> [Written request 1]:
Arrange the records as a JSON list of strings, one string per line and no blank lines. Cover only the part that opens with the first line of the records and closes with the line containing "x=390, y=246", and leave the pictures out.

> [Source]:
===
When I wrote that one, I was thinking about the places where Fortran uses
special characters and PL/I uses words.
DO I=1,10,3
DO I = 1 TO 10 BY 3;
I think about them in a different way, such that the thought complexity is different.
A compiler doesn't "think" in that way.
I suppose I agree with the above, the length of the standard, with some
assumptions on how it is written, or the length of the front end.
[Having written a couple of Fortran parsers, I can say that while the hacks
to deal with ignored spaces were ugly, they weren't that hard. PL/I has a
separate issue that the same token might be a keyword or a variable depending
on context, and the kinds of parsers you build with bison et al don't deal
very well with that. -John]
[toc] | [prev] | [next] | [standalone]
| From | gah4 <gah4@u.washington.edu> |
|---|---|
| Date | 2023-02-16 16:08 -0800 |
| Message-ID | <23-02-051@comp.compilers> |
| In reply to | #3389 |
On Thursday, February 16, 2023 at 2:46:25 PM UTC-8, gah4 wrote:
(snip)
> When I wrote that one, I was thinking about the places where Fortran uses
> special characters and PL/I uses words.
> DO I=1,10,3
> DO I = 1 TO 10 BY 3;
> I think about them in a different way, such that the thought complexity is different.
> A compiler doesn't "think" in that way.
> I suppose I agree with the above, the length of the standard, with some
> assumptions on how it is written, or the length of the front end.
(and our moderator wrote)
> [Having written a couple of Fortran parsers, I can say that while the hacks
> to deal with ignored spaces were ugly, they weren't that hard. PL/I has a
> separate issue that the same token might be a keyword or a variable depending
> on context, and the kinds of parsers you build with bison et al don't deal
> very well with that. -John]
Well there is that, but so far I was only thinking about the difference
between commas and keywords.
WRITE(2,*) A, B, C
PUT FILE(TWO) SKIP LIST(A, B, C);
or
READ(3'K) X
READ FILE(THREE) INTO(X) KEY(K);
the funny IBM use of a single apostrophe for direct access files.
I had a part of a summer undergrad project working with the STEP
macro processor, which I wrote about some time ago.
I was writing the parser for IBM Fortran (not including leaving
out spaces between words), but there is no way to match a single
apostrophe! Parsing string constants was done at a very low level.
[Like I said the hacks were ugly. For example, this statement
contains a Hollerith constant:
123 FORMAT(4HELLO)
===
> [Records for processing]:
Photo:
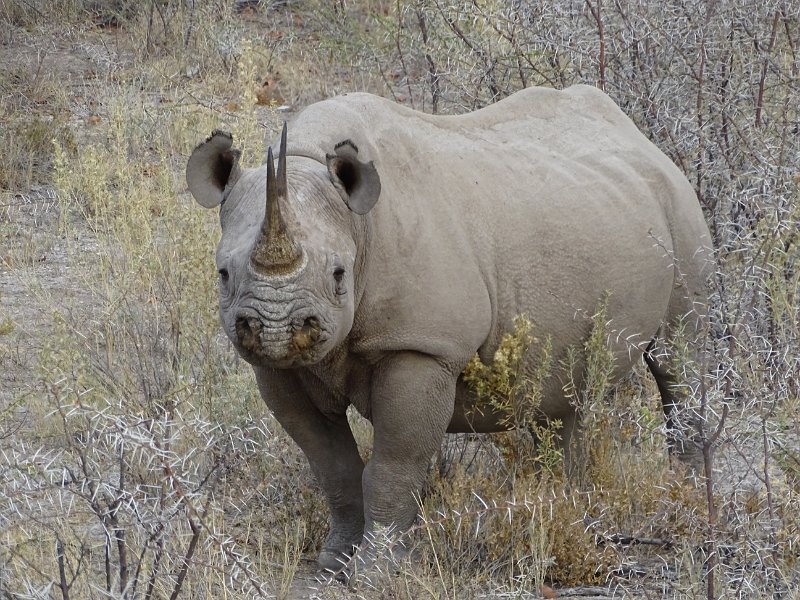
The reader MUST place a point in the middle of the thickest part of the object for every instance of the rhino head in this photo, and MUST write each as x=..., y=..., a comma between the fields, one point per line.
x=289, y=247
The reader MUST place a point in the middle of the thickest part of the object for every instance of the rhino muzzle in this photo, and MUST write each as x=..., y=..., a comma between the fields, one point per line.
x=289, y=345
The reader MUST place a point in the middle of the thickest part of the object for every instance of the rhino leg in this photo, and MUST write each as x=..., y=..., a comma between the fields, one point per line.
x=329, y=446
x=681, y=427
x=412, y=403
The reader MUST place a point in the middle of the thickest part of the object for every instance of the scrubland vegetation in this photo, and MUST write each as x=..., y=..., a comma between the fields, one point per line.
x=136, y=459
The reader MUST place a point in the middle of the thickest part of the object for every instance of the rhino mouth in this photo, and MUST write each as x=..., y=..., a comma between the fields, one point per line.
x=302, y=342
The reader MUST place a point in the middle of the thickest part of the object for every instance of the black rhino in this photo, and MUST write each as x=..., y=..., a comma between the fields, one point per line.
x=391, y=245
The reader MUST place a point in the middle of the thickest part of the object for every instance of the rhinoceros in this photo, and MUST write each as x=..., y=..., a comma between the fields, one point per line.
x=390, y=246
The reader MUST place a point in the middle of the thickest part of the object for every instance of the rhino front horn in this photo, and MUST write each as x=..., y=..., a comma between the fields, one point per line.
x=275, y=251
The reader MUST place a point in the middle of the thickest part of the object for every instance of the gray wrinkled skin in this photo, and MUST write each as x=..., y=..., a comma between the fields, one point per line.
x=538, y=204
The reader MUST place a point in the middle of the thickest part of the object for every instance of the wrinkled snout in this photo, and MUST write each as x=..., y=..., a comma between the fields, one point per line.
x=281, y=345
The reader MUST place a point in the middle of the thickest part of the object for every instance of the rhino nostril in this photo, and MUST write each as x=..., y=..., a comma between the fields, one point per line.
x=248, y=330
x=242, y=326
x=305, y=337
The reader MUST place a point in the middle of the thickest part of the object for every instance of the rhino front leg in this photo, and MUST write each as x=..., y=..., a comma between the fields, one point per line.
x=412, y=403
x=329, y=446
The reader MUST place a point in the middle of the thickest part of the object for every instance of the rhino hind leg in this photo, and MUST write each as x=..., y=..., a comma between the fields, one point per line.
x=682, y=436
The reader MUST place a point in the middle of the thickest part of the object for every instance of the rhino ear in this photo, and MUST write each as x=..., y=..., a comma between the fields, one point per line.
x=358, y=183
x=213, y=169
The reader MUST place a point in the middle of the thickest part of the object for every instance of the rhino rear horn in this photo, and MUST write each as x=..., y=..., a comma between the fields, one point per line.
x=358, y=183
x=213, y=169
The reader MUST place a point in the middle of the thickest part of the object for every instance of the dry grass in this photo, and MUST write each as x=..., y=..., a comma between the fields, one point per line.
x=136, y=459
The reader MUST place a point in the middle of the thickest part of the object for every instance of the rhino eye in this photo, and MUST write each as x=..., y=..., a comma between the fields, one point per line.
x=338, y=277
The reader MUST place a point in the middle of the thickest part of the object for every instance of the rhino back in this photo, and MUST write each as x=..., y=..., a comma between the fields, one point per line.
x=537, y=204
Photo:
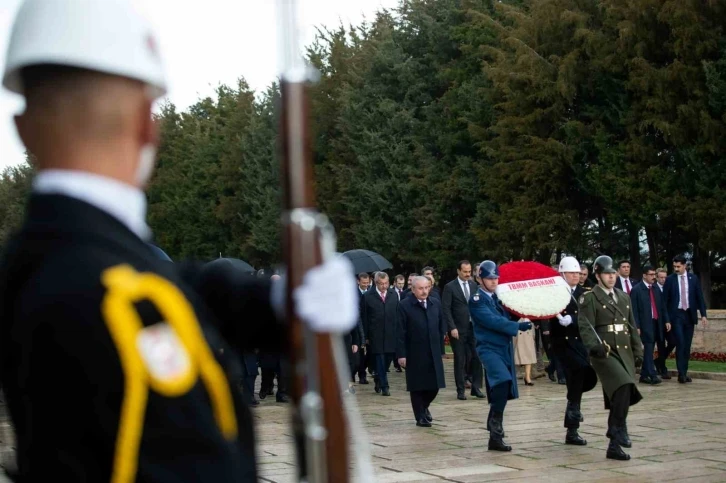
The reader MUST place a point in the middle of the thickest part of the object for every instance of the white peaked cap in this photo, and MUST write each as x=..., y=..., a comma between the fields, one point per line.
x=569, y=264
x=108, y=36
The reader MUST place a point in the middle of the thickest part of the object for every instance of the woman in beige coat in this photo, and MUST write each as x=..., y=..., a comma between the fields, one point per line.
x=525, y=353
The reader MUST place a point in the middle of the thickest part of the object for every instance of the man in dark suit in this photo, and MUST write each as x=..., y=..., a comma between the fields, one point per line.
x=435, y=292
x=455, y=302
x=683, y=298
x=623, y=280
x=420, y=348
x=399, y=285
x=379, y=316
x=140, y=349
x=364, y=356
x=407, y=291
x=651, y=318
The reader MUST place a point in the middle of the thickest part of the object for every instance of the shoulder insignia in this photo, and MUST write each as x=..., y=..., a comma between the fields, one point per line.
x=163, y=353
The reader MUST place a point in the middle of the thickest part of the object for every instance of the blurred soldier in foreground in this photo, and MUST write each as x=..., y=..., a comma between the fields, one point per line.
x=135, y=346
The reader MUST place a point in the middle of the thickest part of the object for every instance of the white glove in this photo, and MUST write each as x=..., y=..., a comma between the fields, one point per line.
x=564, y=321
x=327, y=300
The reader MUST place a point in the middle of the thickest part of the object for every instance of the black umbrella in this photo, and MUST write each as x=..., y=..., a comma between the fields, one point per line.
x=161, y=254
x=238, y=264
x=367, y=261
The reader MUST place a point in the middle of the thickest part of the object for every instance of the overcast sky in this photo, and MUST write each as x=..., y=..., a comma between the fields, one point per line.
x=204, y=44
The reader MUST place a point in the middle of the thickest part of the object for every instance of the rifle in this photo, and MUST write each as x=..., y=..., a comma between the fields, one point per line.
x=318, y=417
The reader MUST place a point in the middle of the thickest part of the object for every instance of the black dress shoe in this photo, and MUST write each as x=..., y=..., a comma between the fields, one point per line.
x=423, y=423
x=427, y=415
x=620, y=437
x=615, y=452
x=574, y=438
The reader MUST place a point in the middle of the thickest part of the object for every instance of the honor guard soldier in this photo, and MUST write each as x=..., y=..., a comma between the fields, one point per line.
x=114, y=363
x=571, y=353
x=608, y=331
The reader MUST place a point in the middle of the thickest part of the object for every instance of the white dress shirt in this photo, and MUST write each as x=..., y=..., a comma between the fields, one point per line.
===
> [Written request 2]:
Say whether each statement agrees with the Fortran and PL/I discussion. Answer yes or no, and quote the deciding words of the text.
(a) The moderator says the hacks for handling ignored spaces in Fortran were hard to write.
(b) While writing a parser for IBM Fortran, the writer found no way to match a single apostrophe.
(c) In PL/I, a given token is always a keyword, whatever the context.

> [Exercise response 1]:
[
  "Photo:",
  "The reader MUST place a point in the middle of the thickest part of the object for every instance of the rhino head in this photo, and MUST write each as x=..., y=..., a comma between the fields, one point per line.",
  "x=289, y=247",
  "The reader MUST place a point in the middle of the thickest part of the object for every instance of the rhino muzzle in this photo, and MUST write each as x=..., y=..., a comma between the fields, one point per line.",
  "x=289, y=345",
  "The reader MUST place a point in the middle of the thickest part of the object for every instance of the rhino leg in this photo, and MUST write each as x=..., y=..., a comma between the fields, one point per line.",
  "x=329, y=446",
  "x=681, y=427",
  "x=412, y=403",
  "The reader MUST place a point in the middle of the thickest part of the object for every instance of the scrubland vegetation in this photo, and MUST write each as x=..., y=..., a comma between the fields, one point per line.",
  "x=136, y=459",
  "The reader MUST place a point in the middle of the thickest part of the object for every instance of the rhino mouth in this photo, and MUST write each as x=..., y=..., a comma between the fields, one point per line.",
  "x=302, y=342",
  "The reader MUST place a point in the middle of the thickest part of the object for every instance of the black rhino in this photo, and MUST write each as x=..., y=..., a comma between the fields, one point per line.",
  "x=391, y=245",
  "The reader MUST place a point in the middle of the thickest part of the object for every instance of the rhinoceros in this photo, and MUST write each as x=..., y=..., a comma between the fields, one point per line.",
  "x=390, y=246"
]

> [Exercise response 2]:
(a) No: "while the hacks to deal with ignored spaces were ugly, they weren't that hard"
(b) Yes: "but there is no way to match a single apostrophe!"
(c) No: "the same token might be a keyword or a variable depending on context"